## Your objective
Look through the data below, and copy each line that carries the word "with".
========================================================================
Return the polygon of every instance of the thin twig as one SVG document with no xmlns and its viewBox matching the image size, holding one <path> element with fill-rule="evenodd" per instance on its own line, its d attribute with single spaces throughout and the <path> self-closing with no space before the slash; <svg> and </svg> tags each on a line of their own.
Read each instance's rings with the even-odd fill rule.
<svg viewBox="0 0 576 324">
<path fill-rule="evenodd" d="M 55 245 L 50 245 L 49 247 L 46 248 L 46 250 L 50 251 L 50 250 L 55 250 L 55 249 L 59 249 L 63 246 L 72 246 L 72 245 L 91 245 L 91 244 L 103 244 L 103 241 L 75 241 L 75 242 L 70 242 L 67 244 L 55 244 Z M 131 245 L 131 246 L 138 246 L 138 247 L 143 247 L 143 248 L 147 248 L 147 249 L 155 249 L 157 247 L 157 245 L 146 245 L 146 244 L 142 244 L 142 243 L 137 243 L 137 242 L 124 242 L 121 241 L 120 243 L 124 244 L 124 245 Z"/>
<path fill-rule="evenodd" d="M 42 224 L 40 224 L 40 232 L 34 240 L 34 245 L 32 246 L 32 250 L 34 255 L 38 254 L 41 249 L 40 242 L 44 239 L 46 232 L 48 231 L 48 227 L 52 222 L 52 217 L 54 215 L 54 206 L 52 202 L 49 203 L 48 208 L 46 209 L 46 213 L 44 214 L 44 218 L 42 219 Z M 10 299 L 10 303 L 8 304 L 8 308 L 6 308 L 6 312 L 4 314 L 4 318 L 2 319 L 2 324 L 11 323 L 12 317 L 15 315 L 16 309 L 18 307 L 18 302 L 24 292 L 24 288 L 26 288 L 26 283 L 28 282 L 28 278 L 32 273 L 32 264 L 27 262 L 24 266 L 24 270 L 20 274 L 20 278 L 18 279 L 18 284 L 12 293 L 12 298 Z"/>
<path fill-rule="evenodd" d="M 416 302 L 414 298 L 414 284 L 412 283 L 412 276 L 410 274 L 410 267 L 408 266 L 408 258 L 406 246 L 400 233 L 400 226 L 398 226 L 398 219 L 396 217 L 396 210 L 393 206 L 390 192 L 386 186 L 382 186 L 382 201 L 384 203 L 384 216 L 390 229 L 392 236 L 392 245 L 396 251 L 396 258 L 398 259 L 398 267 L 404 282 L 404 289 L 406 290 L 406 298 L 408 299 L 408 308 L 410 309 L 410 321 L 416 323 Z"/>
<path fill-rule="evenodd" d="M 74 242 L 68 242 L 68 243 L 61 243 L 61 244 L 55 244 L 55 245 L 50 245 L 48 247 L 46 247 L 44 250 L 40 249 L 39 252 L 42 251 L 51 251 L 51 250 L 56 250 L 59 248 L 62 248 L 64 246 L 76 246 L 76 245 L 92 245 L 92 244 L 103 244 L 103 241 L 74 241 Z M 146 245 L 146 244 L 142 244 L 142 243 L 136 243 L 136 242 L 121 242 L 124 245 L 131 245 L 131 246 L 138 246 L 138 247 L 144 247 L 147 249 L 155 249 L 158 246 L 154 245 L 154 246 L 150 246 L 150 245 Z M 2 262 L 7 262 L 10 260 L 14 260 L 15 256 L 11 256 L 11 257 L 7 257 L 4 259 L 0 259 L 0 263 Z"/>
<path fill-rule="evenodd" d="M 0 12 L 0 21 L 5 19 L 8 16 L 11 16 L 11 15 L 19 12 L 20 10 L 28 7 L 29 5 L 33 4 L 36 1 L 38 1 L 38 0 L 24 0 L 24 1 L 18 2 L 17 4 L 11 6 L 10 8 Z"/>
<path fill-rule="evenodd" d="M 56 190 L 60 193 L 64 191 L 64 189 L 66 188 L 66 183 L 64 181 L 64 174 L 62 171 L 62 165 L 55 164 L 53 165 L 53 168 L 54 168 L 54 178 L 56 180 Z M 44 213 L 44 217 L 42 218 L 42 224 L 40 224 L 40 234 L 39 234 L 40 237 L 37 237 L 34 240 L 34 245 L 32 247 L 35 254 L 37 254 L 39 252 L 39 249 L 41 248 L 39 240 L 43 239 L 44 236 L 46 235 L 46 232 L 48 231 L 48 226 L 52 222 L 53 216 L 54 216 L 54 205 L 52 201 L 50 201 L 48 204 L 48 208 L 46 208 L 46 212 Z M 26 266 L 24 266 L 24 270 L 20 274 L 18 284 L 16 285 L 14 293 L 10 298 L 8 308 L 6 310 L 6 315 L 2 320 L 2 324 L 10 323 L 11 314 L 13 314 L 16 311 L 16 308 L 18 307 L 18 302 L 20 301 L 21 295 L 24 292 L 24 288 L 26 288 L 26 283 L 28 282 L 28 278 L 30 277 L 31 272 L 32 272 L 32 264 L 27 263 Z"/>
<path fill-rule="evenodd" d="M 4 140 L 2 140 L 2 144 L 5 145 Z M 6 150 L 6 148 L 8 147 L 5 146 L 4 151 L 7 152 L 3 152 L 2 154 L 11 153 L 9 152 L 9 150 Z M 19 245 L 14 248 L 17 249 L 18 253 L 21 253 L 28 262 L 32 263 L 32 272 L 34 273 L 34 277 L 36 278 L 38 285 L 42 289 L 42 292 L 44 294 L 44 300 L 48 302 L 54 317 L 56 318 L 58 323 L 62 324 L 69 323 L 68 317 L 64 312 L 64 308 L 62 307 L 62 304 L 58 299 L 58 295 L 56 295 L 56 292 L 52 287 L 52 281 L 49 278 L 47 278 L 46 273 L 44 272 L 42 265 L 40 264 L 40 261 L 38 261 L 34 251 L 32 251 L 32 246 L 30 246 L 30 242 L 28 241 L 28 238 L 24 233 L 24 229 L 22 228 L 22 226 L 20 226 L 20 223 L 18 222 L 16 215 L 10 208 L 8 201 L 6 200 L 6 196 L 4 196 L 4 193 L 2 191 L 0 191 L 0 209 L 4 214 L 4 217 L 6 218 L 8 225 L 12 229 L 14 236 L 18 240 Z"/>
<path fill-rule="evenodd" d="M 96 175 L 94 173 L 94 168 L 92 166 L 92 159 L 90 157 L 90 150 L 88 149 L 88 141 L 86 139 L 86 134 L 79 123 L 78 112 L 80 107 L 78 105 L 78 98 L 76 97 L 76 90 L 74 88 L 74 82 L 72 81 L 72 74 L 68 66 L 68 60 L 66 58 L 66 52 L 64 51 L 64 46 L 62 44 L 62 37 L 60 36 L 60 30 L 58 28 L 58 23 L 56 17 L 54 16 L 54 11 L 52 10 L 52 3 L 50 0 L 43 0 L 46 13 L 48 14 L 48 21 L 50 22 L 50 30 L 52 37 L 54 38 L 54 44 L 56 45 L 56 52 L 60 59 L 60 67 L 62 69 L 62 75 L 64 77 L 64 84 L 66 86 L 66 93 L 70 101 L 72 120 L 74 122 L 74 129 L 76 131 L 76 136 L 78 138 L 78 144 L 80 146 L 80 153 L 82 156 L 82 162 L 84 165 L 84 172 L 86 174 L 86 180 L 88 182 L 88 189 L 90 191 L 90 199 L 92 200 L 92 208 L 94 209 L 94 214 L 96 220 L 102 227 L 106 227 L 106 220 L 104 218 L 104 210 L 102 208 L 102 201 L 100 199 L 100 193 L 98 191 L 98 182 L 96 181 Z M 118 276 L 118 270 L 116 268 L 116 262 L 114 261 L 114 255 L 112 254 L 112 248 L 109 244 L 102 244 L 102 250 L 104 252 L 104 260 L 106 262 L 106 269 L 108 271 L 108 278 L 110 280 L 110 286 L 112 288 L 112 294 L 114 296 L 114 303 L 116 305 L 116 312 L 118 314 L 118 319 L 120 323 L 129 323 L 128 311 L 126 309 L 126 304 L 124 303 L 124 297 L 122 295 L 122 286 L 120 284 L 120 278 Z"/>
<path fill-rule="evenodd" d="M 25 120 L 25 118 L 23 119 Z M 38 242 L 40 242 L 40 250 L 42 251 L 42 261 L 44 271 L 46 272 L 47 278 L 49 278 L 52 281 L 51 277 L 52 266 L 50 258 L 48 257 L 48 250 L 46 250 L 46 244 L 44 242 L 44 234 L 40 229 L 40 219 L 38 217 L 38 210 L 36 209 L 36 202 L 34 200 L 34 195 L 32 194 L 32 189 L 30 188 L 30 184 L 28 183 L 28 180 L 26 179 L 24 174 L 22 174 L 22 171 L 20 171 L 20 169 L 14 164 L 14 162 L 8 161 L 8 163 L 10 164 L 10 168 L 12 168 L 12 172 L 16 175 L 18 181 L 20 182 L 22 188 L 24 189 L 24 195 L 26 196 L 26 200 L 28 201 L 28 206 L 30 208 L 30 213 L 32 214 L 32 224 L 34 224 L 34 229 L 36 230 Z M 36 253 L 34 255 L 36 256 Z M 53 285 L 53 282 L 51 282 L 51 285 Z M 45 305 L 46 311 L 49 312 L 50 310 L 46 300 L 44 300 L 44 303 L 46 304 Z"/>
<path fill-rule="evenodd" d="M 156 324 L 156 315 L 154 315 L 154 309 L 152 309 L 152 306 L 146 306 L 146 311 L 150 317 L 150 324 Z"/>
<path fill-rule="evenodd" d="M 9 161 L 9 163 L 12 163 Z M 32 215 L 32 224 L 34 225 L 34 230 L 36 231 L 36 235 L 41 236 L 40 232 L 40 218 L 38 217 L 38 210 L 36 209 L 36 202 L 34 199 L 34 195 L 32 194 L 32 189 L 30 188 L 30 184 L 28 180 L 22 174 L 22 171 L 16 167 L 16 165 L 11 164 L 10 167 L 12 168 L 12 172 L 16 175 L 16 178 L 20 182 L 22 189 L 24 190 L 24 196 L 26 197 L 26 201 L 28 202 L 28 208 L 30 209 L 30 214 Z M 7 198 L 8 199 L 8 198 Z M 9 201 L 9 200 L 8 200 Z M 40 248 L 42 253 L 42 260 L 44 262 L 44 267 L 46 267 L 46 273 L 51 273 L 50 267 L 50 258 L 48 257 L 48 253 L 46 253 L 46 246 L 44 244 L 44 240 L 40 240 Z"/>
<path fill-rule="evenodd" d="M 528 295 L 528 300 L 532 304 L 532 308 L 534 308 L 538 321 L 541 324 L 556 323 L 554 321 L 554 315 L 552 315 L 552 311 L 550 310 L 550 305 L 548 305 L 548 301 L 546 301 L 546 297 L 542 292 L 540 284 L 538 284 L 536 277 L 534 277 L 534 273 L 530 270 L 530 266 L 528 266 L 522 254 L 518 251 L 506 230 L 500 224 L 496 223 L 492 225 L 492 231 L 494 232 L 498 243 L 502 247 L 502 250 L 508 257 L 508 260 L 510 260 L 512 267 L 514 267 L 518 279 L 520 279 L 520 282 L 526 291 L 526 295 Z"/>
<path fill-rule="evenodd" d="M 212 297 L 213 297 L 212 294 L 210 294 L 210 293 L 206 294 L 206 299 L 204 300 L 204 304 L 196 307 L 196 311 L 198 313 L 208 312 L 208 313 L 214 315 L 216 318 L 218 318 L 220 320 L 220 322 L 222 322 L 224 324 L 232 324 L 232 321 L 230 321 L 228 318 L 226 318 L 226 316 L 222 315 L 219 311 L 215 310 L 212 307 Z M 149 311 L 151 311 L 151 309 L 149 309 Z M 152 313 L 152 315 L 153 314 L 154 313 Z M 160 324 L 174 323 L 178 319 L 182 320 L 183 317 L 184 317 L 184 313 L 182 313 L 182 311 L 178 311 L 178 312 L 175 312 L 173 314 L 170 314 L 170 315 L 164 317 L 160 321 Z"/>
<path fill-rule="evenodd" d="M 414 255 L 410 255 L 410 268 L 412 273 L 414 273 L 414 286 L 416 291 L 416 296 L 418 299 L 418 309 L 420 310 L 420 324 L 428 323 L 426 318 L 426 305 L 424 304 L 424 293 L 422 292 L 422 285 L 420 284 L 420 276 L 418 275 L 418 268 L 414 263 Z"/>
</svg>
========================================================================
## Solved exercise
Return the polygon of every instance of the thin twig as one SVG document with no xmlns and its viewBox matching the image size, holding one <path> element with fill-rule="evenodd" per instance on its own line, its d attribute with single spaces throughout and the <path> self-closing with no space before the slash; <svg> and </svg> tags each on a line of their own.
Read each instance's rings with the even-odd fill rule.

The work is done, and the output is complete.